__STATED GOAL__. Which lines in the records below contain the word "rocky"? Identify and copy each one. Matches must have the same case.

__MATERIAL PROVIDED__.
*-*-*

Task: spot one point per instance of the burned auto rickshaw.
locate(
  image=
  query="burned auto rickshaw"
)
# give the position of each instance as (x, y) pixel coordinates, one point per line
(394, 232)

*-*-*

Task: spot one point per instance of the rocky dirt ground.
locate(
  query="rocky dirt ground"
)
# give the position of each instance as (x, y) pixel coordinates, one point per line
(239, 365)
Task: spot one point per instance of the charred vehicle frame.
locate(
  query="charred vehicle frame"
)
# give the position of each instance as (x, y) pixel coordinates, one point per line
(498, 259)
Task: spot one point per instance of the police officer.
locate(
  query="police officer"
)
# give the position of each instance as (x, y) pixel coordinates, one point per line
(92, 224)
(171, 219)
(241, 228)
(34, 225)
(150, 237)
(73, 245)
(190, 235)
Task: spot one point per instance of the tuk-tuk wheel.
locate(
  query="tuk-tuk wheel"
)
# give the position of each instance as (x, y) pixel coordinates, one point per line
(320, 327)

*-*-*

__COMPLETE OUTPUT__.
Task: spot one point per instance of the rocky dirt ground.
  query="rocky dirt ground"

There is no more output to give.